[Text shown]
Writing a recursive descent parser in Bash

Two years ago, I was tasked to write a program that generates RPM package repositories from a large pool of packages. The pool is a set of directories that contain all packages that were ever built for a given Miracle Linux release, and the program would be used to pick specific packages from the pool and generate repositories for yum and dnf. The existing program had hard-coded rules for package selection that made it require frequent repairs, and it didn’t play nice with modularity packages. Since the new solution should be an improvement over the old one, I decided to separate the rules from the code, and for this I needed a small domain-specific language. I had already written a lot of absurd things in Bash at the time, so naturally I had to see if a parser could be another of those things.

Making up a language

I didn’t know what kind of criteria would be used for the package selection, but I wanted to give the user as much freedom as possible. An RPM package’s properties can be queried using query tags, so I decided that the language must allow easy access to these tags. The following is what I came up with.

BaseOS : name == "kernel"    &&
         version == "5.6.10" &&
         release >= "1.el9"  &&
         release <= "2.el9"  &&
         arch == "amd64";
BaseOS : name =~ "^miraclelinux-";
AppStream : modularitylabel.module == "nginx" &&
            modularitylabel.stream == "1.14" &&
            buildtime < 1690001217;

The left-hand side of a rule (that is, the part on the left of the colon) is the name of the destination repository while the right-hand side is a logical expression that defines criteria for the packages to be added. The property names used on the right-hand side are the query tags for rpm --queryformat, so this language allows the user to filter RPM packages in all kinds of ways. In the case of the modularitylabel tag, it goes one step further: the information behind this tag has four components that one doesn’t usually compare all at once, so I wanted to allow users to query the individual components of this tag.

[Given request 1] Reproduce the part of the Bash parser article between "The left-hand side" and "of this tag.", inclusive, switching "destination" to "target".

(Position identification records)
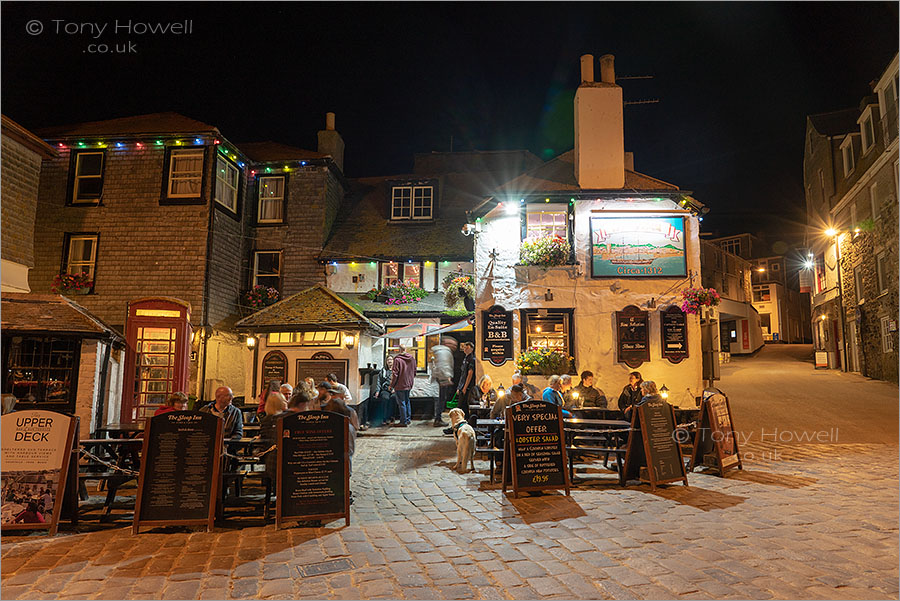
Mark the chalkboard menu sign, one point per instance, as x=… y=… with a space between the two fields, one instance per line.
x=180 y=468
x=313 y=467
x=36 y=456
x=535 y=447
x=673 y=329
x=715 y=444
x=496 y=342
x=318 y=369
x=653 y=454
x=632 y=336
x=275 y=367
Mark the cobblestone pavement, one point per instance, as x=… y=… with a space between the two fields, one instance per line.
x=809 y=521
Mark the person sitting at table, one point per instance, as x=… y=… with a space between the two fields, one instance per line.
x=585 y=395
x=177 y=401
x=631 y=394
x=222 y=407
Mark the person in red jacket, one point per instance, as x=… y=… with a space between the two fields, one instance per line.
x=402 y=375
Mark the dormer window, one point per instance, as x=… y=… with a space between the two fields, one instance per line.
x=412 y=202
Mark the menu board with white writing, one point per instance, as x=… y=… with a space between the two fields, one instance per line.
x=536 y=446
x=179 y=469
x=313 y=467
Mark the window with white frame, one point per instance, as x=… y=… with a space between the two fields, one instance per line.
x=227 y=182
x=271 y=199
x=412 y=202
x=847 y=154
x=185 y=173
x=267 y=268
x=81 y=254
x=887 y=341
x=87 y=184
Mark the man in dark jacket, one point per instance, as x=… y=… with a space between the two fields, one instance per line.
x=402 y=378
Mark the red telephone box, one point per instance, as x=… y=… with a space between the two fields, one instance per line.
x=157 y=363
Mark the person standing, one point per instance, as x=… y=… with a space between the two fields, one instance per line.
x=442 y=373
x=403 y=375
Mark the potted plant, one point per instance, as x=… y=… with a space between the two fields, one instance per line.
x=545 y=251
x=79 y=283
x=543 y=361
x=696 y=298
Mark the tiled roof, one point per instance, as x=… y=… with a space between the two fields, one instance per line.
x=154 y=123
x=50 y=313
x=559 y=175
x=263 y=152
x=314 y=308
x=836 y=123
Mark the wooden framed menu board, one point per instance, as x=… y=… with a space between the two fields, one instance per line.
x=536 y=447
x=180 y=470
x=36 y=455
x=313 y=474
x=715 y=444
x=673 y=331
x=632 y=336
x=653 y=454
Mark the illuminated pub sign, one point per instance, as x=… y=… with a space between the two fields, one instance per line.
x=624 y=247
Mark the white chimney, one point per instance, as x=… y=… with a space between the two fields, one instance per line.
x=331 y=143
x=599 y=131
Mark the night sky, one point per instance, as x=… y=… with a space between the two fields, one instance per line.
x=735 y=81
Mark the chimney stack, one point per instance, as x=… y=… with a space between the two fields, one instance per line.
x=331 y=143
x=599 y=130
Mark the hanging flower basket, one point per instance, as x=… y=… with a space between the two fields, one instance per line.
x=76 y=283
x=696 y=298
x=545 y=251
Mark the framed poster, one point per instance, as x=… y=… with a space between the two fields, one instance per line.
x=496 y=341
x=36 y=451
x=632 y=336
x=274 y=367
x=637 y=247
x=673 y=333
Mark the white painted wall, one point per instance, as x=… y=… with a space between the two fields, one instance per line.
x=594 y=300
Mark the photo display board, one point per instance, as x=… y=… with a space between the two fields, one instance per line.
x=653 y=454
x=313 y=475
x=180 y=469
x=318 y=369
x=715 y=444
x=637 y=247
x=535 y=447
x=496 y=341
x=673 y=331
x=632 y=336
x=36 y=455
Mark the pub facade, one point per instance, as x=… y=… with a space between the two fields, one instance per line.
x=622 y=245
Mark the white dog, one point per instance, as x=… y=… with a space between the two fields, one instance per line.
x=465 y=441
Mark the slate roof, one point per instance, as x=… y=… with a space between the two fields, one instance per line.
x=50 y=313
x=836 y=123
x=558 y=174
x=313 y=308
x=153 y=123
x=264 y=152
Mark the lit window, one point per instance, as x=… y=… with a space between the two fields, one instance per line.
x=227 y=178
x=185 y=173
x=271 y=200
x=267 y=269
x=412 y=202
x=87 y=182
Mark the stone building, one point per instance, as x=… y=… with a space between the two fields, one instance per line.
x=851 y=180
x=634 y=244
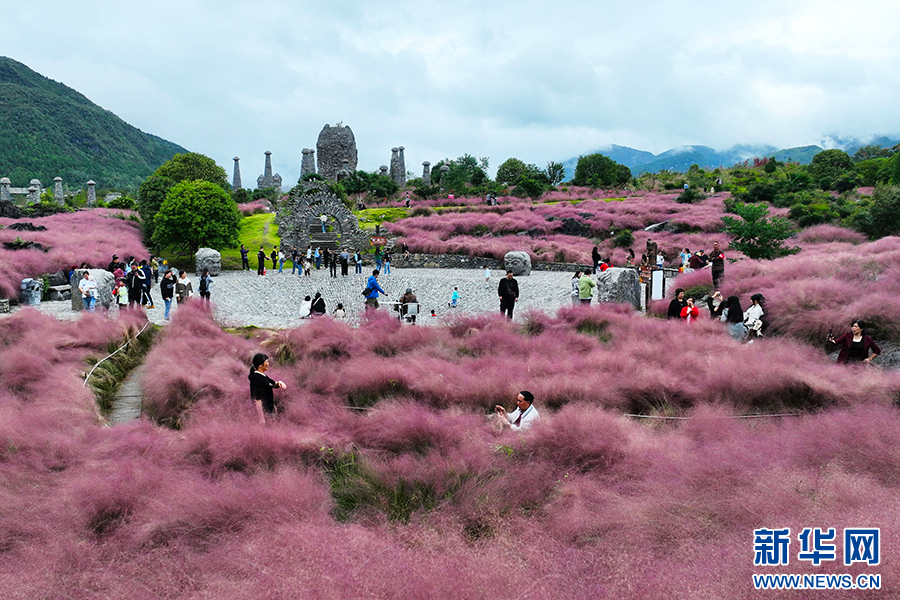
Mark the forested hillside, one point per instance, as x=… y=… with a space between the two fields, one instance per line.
x=49 y=130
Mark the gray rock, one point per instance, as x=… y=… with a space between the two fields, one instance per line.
x=30 y=290
x=619 y=285
x=517 y=261
x=105 y=283
x=207 y=258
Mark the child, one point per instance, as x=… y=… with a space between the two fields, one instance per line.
x=454 y=298
x=121 y=294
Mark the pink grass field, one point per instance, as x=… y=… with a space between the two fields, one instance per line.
x=428 y=501
x=90 y=236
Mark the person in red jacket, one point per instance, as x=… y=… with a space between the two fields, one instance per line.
x=690 y=312
x=855 y=345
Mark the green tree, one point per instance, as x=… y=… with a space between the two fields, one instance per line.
x=197 y=214
x=556 y=172
x=151 y=195
x=597 y=170
x=827 y=167
x=192 y=167
x=883 y=215
x=756 y=235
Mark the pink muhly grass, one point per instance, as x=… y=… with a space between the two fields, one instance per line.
x=90 y=236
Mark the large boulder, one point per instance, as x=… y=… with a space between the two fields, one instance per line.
x=207 y=258
x=518 y=262
x=619 y=285
x=105 y=283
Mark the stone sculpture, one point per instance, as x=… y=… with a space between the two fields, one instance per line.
x=335 y=144
x=517 y=261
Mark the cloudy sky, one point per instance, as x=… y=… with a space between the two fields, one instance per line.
x=536 y=80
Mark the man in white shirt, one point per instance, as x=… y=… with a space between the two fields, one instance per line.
x=523 y=417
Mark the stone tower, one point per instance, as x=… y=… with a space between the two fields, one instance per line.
x=236 y=181
x=308 y=165
x=335 y=145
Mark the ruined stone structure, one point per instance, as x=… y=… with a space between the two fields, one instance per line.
x=335 y=145
x=308 y=164
x=57 y=191
x=299 y=223
x=267 y=180
x=236 y=180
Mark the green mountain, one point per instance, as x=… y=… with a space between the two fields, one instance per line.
x=49 y=130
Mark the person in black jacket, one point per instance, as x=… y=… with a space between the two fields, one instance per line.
x=261 y=386
x=675 y=306
x=508 y=290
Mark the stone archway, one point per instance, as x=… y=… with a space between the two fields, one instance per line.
x=299 y=224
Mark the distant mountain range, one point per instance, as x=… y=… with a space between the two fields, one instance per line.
x=49 y=130
x=681 y=159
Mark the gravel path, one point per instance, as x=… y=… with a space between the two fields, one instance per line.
x=242 y=298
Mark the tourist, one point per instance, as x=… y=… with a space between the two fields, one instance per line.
x=167 y=290
x=146 y=298
x=345 y=262
x=454 y=298
x=317 y=309
x=120 y=294
x=753 y=315
x=405 y=300
x=717 y=264
x=523 y=417
x=261 y=386
x=205 y=282
x=261 y=261
x=183 y=288
x=586 y=287
x=574 y=292
x=855 y=345
x=88 y=288
x=372 y=290
x=676 y=305
x=689 y=312
x=305 y=307
x=508 y=290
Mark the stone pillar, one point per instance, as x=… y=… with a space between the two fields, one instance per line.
x=308 y=165
x=236 y=181
x=267 y=173
x=57 y=191
x=395 y=161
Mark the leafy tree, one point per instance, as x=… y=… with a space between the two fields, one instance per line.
x=757 y=236
x=827 y=167
x=597 y=170
x=151 y=195
x=192 y=166
x=556 y=172
x=195 y=214
x=883 y=215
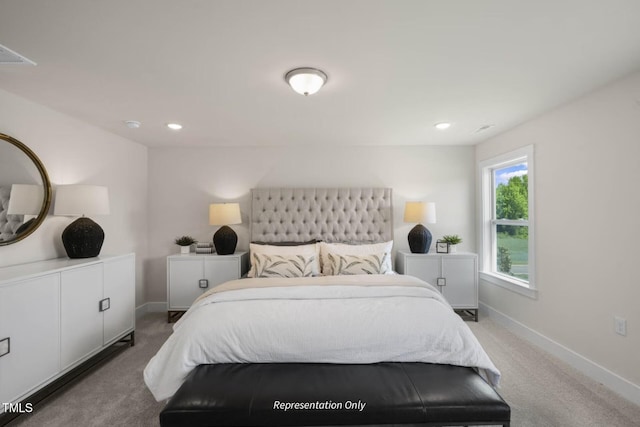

[Given request 2] Rewrite the listing, from its start through the line holding "x=275 y=367", inclusive, as a Markdown table with the columns No. and Line, one numbered row per line. Skip blank lines and leave the pictures out.

[Correct output 1]
The left-hand side of a rule (that is, the part on the left of the colon) is the name of the target repository while the right-hand side is a logical expression that defines criteria for the packages to be added. The property names used on the right-hand side are the query tags for rpm --queryformat, so this language allows the user to filter RPM packages in all kinds of ways. In the case of the modularitylabel tag, it goes one step further: the information behind this tag has four components that one doesn’t usually compare all at once, so I wanted to allow users to query the individual components of this tag.

[Correct output 2]
| No. | Line |
|---|---|
| 1 | Mark the chalkboard menu sign, one point per instance, as x=… y=… with a space between the two fields, one instance per line. |
| 2 | x=180 y=468 |
| 3 | x=313 y=467 |
| 4 | x=36 y=456 |
| 5 | x=535 y=447 |
| 6 | x=673 y=329 |
| 7 | x=715 y=444 |
| 8 | x=496 y=342 |
| 9 | x=318 y=369 |
| 10 | x=653 y=454 |
| 11 | x=632 y=336 |
| 12 | x=275 y=367 |